Retype each of the records below character for character, omitting the pictures from your answer.

+++ Data records +++

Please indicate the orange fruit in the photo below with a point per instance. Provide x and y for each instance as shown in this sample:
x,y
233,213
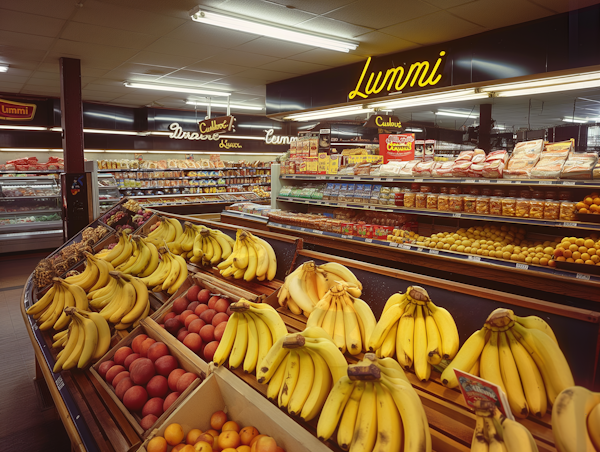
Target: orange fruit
x,y
157,444
174,434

+++

_Response_
Please indicate the orange fruit in the photo below with a point per instance. Provide x and y for each instance as shown in this sample:
x,y
233,213
Target: orange fruit
x,y
157,444
174,434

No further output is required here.